* TEXT EXTRACT *
---*---

Each epoch with changes contains one write into this table.

CREATE TABLE ndb_apply_status
(
  server_id int unsigned NOT NULL,
  epoch bigint unsigned NOT NULL,
  log_name varchar(255) binary NOT NULL,
  start_pos bigint unsigned NOT NULL,
  end_pos bigint unsigned NOT NUL
  PRIMARY KEY (server_id) USING HASH
) ENGINE=NDB DEFAULT CHARSET=latin1;
  • server_id: contains the server id from the MySQL Server generating the binlog entry for the epoch. Thus it is the server id of the MySQL replication server in the primary cluster.

  • epoch: the epoch number in the primary cluster

  • log_name: the file name of the start position of the epoch

  • start_pos, end_pos: the start and end position in the binlog of the epoch.

Given that transactions are applied atomically and this write is part of the epoch transaction, it is possible to deduce if an epoch has been applied in the backup cluster by looking at this table.

Normally the writes to this table are not replicated from the backup cluster. But for globally distributed database implementations using multi-primary it is necessary to also replicate these changes towards the next cluster to ensure that conflict detection can work correctly. This is controlled by the ndb-log-apply-status parameter. If the server id is the same as written it will be ignored to avoid replication loops.

ndb_schema#

Schema changes (CREATE TABLE, RENAME TABLE, DROP TABLE, ALTER TABLE, etc.) are replicated as well. They are replicated through the aid of the ndb_schema table. When a schema change is executed, a row is inserted into the ndb_schema table. This table is never replicated to the replicas.

Each MySQL Server listens to events on this table. Thus each MySQL Server will hear about any schema modifications as part of the schema change process. In addition, each MySQL Server listens to events that provide detailed information about the resulting table(s) from the event.

The schema change is not necessarily executed in the same MySQL Server as where the binlog is written. By writing a row in the ndb_schema table we transport information to the MySQL replication server(s) about the schema change. We also ensure that the schema change is executed in a specific epoch.

---*---

* TASK TO COMPLETE *
Please transcribe the stretch of the NDB replication text from "Normally the writes" through "to the replicas.".

---*---

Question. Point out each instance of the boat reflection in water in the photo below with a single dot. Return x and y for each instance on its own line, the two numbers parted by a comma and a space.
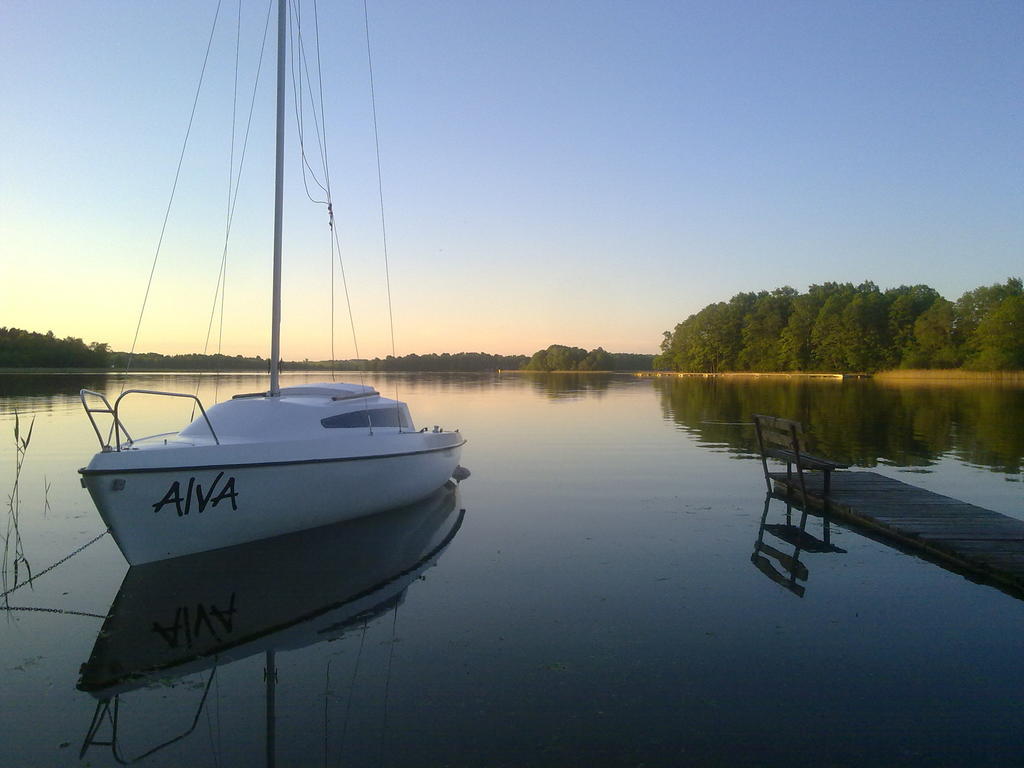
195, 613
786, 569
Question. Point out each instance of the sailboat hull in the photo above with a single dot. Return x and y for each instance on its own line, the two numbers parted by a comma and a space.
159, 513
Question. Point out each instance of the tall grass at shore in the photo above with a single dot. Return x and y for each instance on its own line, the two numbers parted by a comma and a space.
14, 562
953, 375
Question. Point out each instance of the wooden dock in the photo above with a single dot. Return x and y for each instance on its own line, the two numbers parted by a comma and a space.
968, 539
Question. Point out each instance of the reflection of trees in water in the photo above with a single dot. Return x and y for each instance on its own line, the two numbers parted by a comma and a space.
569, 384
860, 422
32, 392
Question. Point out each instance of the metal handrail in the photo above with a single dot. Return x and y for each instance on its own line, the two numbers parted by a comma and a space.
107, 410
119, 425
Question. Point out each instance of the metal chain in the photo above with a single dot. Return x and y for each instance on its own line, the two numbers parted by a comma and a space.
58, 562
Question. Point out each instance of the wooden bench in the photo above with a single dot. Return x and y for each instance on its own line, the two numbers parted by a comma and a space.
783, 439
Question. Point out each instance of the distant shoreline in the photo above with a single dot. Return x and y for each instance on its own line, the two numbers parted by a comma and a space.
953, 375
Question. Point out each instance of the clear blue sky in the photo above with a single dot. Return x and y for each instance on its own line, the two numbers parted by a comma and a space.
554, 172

---*---

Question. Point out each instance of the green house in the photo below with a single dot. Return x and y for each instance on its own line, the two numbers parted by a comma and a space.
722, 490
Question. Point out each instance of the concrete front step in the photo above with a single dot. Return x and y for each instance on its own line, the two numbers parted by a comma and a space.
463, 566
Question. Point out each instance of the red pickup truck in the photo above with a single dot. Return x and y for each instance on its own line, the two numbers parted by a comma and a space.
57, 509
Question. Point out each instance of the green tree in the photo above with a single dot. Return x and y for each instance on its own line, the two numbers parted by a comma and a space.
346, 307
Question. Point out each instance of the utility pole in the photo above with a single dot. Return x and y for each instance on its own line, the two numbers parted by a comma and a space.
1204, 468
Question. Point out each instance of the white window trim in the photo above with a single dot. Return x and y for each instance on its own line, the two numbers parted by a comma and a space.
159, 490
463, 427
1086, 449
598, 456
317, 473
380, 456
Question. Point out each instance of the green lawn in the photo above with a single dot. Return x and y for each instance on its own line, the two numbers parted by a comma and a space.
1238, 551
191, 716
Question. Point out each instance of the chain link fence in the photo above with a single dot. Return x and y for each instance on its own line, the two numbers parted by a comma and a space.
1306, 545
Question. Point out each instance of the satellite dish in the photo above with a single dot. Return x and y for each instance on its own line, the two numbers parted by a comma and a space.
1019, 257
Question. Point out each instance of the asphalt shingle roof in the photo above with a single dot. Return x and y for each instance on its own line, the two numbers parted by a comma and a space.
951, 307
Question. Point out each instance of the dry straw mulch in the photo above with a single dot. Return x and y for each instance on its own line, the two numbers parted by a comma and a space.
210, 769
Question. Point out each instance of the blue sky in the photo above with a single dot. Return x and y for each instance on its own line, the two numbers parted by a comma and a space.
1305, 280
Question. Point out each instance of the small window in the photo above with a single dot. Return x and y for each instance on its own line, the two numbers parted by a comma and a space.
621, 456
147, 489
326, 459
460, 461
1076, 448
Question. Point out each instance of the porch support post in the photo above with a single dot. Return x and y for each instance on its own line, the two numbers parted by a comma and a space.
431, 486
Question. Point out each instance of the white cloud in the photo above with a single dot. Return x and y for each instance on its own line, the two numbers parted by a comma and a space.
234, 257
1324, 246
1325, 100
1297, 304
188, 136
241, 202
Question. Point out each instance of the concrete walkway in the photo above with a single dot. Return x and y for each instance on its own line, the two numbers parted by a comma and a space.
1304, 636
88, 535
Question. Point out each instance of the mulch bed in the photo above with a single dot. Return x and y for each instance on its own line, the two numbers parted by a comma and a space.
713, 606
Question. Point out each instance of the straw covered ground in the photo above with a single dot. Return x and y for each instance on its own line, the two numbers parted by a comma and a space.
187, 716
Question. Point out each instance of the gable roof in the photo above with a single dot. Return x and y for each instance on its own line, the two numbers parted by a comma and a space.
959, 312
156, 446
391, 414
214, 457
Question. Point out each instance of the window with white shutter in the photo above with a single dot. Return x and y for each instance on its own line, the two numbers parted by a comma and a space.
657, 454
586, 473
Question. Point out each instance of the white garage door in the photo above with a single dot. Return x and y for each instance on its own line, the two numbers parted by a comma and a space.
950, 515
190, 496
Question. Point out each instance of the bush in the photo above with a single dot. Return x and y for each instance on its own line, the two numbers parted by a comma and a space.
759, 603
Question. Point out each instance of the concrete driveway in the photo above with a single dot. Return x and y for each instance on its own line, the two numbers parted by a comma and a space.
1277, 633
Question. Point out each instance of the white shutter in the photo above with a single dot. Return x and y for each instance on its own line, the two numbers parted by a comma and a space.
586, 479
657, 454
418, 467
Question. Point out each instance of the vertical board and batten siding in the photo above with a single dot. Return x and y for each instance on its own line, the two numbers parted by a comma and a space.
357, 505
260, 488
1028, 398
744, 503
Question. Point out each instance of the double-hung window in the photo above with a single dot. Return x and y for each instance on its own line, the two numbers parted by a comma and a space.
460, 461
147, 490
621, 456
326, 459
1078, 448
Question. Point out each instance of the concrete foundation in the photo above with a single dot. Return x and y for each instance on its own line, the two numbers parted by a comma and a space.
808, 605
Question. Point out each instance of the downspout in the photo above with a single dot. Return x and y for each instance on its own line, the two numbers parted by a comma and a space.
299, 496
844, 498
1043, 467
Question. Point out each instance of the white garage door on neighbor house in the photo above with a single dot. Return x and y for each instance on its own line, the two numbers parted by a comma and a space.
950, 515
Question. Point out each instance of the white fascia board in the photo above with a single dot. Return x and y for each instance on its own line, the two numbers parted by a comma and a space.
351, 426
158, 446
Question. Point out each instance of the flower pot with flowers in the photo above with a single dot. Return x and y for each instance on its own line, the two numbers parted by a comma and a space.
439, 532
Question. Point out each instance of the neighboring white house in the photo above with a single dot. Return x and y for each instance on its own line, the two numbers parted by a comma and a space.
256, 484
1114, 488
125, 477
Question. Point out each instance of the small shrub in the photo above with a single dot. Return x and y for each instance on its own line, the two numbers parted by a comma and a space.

---*---

* SOLUTION FOR THIS EXERCISE *
Normally the writes to this table are not replicated from the backup cluster. But for globally distributed database implementations using multi-primary it is necessary to also replicate these changes towards the next cluster to ensure that conflict detection can work correctly. This is controlled by the ndb-log-apply-status parameter. If the server id is the same as written it will be ignored to avoid replication loops.

ndb_schema#

Schema changes (CREATE TABLE, RENAME TABLE, DROP TABLE, ALTER TABLE, etc.) are replicated as well. They are replicated through the aid of the ndb_schema table. When a schema change is executed, a row is inserted into the ndb_schema table. This table is never replicated to the replicas.